[Opening Available data section]

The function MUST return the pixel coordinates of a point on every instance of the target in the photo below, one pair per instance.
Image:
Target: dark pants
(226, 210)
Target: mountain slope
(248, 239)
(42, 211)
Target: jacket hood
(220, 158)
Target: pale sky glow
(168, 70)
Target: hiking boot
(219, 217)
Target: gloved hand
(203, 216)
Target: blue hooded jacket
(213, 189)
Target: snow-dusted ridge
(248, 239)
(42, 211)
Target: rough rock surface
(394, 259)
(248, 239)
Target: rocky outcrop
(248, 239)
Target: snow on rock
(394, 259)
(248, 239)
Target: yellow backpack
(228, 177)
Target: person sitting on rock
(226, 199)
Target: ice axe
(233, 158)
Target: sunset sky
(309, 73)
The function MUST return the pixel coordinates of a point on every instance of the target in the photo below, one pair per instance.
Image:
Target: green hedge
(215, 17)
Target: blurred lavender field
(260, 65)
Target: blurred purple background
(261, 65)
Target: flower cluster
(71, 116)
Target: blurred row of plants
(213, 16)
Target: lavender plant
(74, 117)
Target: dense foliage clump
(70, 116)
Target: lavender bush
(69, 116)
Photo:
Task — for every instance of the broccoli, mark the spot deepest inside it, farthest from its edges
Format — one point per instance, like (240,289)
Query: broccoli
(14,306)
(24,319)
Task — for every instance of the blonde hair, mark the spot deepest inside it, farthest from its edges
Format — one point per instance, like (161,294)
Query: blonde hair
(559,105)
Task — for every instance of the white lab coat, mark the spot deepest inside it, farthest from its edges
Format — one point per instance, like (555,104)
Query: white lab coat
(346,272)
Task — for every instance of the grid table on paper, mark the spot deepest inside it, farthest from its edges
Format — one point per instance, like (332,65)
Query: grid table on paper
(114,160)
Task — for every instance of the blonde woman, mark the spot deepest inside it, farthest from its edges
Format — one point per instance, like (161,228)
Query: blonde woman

[Closing Available data section]

When a line above includes the word "deepest", please list that line.

Task — for every instance of the broccoli, mark the spot deepest inside it, farthest from its edges
Task — for every instance of the blonde hair, mark the spot deepest inside it, farthest from its edges
Task — for every instance of the white lab coat, mark the spot deepest inside it, farthest from its edges
Task — for every instance of the grid table on paper, mark the spot deepest inside it, farthest from its edges
Task — for every instance of the blonde woman, mark the spot deepest inside it, farthest from its edges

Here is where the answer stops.